• **Текст для чтения**
━━━━━━━━━━

Разумеется, не все писатели поддавались гнилому влиянию распада. На твердых ступенях стоял А. М. Горький. Своим нелегким путем шел Бунин, О добрых и простых людях писал Куприн.

Именно в это трескучее, больное время появились книги молодого и свежего писателя, изображавшего жизнь вымиравшего приволжского дворянства. Написанные ясным и чистым языком, книги молодого писателя имели большой успех.

Имя этого писателя, успешно вступавшего в широкую литературу, было — Алексей Толстой.

Впервые мы встретились зимою двадцать первого года. Алексей Николаевич Толстой только что переселился из Парижа в Берлин, поближе к России. После долгих морских скитаний, пробираясь на родину, я оказался в Берлине.

В тот памятный год приезжему человеку послевоенный Берлин мог показаться преддверием России. На улицах слышалась русская речь. Одно за другим возникали русские издательства под самыми различными именами. Печатались книги, выходили газеты и журналы, рождались литературные сообщества, землячества и кружки. Как грибы после теплого дождя, росли русские книжные магазины. С запада и востока прибывали писатели и художники, ученые и журналисты самых различных взглядов, толков, вкусов и политических убеждений, подчас менявшихся со стремительной быстротою. Писатели жили в многочисленных пансионах и частных немецких квартирах, художники ютились на чердачных мансардах.

В далекой России перегорало зарево затихшей гражданской войны, строилась новая жизнь. Оттуда приезжали люди, привозили разноречивые, добрые и худые, вести. Книжные магазины были завалены русскими книгами, печатавшимися с непостижимой быстротой. Поспешно возникали и столь же поспешно гасли литературные имена. Из Парижа прибыл Илья Эренбург, нашумевший романом «Хулио Хуренито». В Берлине гостила Марина Цветаева. На литературных собраниях выступал Андрей Белый, исступленно читал стихи о «пылавшей стихии».

Среди русских писателей, волею судьбы оказавшихся тот год в обрусевшем Берлине, особое место занимал Алексей Толстой. Пожалуй, из всех писателей он один знал и чувствовал коренную, невыдуманную Россию, безукоризненно владел по-пушкински чистым русским языком.

В Берлине с Алексеем Толстым меня познакомил писатель Алексей Михайлович Ремизов, недавно приехавший из России. Помню, как Толстой рассказывал что-то смешное, моргая глазами, привычным жестом руки проводя по мягкому, чисто выбритому лицу. Курил дорогую английскую трубку, набивая ее душистым «кэпстеном».

Было в нем что-то барское, очень русское, немного актерское. И рассказывал он по-актерски, любил шутить, рассказчиком был бесподобным, выдумывал на ходу смешные истории и анекдоты, с самым серьезным выражением, даже при дамах, иногда произносил мужицкие соленые словца. Из него как бы изливался его талант, актерская способность. И писал он легко, каждодневно, всегда по утрам, выстукивая на машинке два-три листочка (о своей трудоспособности полушутя-полусерьезно говорил, что далась она от его отца, по давнему происхождению — шведа).

━━━━━━━━━━

Фрагменты данных разметки местоположений
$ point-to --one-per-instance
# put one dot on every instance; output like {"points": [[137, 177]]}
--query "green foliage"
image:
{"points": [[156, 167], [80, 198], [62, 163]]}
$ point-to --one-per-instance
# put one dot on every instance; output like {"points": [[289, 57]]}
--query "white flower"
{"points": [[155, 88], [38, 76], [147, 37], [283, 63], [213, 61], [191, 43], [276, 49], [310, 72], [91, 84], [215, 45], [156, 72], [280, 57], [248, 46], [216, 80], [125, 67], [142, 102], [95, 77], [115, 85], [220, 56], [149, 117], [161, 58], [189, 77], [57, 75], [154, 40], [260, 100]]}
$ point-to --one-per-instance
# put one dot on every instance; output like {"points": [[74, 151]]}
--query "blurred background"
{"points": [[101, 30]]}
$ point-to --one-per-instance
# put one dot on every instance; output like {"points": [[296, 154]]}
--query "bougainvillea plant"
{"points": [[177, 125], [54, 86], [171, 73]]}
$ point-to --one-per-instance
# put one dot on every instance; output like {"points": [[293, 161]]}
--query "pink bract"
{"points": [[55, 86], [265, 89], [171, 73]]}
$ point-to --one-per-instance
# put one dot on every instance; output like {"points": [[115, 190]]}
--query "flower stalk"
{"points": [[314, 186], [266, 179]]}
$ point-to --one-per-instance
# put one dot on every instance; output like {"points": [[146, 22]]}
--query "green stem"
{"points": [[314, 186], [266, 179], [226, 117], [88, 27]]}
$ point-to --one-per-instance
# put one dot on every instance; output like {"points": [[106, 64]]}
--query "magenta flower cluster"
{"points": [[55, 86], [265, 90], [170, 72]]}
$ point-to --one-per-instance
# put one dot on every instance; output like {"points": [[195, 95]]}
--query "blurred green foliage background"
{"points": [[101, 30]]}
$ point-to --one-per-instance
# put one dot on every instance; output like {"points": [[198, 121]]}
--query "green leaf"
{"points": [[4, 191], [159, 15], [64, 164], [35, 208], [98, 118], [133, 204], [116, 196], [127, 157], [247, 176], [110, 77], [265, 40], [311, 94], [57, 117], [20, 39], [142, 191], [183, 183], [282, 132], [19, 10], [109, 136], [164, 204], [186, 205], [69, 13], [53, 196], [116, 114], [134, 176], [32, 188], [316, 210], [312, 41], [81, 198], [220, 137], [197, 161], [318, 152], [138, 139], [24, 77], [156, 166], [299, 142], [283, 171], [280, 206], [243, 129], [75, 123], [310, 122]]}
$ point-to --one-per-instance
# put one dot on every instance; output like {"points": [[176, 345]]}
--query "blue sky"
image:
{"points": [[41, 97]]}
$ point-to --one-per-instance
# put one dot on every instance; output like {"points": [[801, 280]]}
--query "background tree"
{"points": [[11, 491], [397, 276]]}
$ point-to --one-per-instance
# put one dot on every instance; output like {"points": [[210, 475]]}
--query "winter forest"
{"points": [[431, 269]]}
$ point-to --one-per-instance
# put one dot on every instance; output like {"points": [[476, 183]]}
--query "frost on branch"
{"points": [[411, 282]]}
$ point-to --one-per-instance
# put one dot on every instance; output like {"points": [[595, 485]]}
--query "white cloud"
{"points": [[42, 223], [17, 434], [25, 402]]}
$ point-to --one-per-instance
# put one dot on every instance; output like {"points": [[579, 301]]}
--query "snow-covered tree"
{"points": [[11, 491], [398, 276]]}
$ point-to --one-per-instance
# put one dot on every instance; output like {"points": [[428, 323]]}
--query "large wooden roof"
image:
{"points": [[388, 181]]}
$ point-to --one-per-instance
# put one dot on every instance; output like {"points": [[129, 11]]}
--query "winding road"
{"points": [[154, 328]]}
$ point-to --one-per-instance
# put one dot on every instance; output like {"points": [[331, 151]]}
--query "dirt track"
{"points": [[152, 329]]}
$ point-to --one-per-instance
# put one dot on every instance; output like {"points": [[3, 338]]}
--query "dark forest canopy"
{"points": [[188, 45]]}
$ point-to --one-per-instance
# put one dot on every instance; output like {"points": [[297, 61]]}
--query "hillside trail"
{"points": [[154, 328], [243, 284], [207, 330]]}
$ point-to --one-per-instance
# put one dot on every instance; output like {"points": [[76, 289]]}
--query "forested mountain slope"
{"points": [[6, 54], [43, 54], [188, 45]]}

━━━━━━━━━━

• **Задания**
A - Кто, согласно воспоминаниям об Алексее Толстом, познакомил с ним автора в Берлине?
B - Продолжите воспоминания об Алексее Толстом, начав сразу после последнего предложения.
Записи — это отдельный материал, не связанный с текстом.

• **Ответы**
A - Писатель Алексей Михайлович Ремизов, недавно приехавший из России.

B -
В Берлине мы встречались часто, почти ежедневно. Жили Толстые на большой, многолюдной и аристократической улице, в благоустроенном пансионе, в трех комнатах. Как всегда, жили широко и открыто. Возле Толстого толкались всех мастей люди. Толстой работал над книгой «Детство Никиты». Я подружился с маленьким сыном Толстого — Никитой, нежным и красивым мальчиком с задумчивыми глазами. С маленьким Никитой мы ходили в Цоо — в берлинский зоологический парк — смотреть на зверей и птиц, на индийских слонов и японских петухов со сказочно длинными хвостами.

По вечерам сходились иной раз у А. С. Ященки, редактора «Новой русской книги», литературно-критического журнала, издававшегося известным русским издателем Ладыжниковым. Благожелательный и доверчивый Ященко печатал критические статьи и рецензии на выходившие книги, собирал вести и новости, подчас фантастические, о литературной жизни в России, завел в журнале раздел, в котором печатались автобиографии русских писателей.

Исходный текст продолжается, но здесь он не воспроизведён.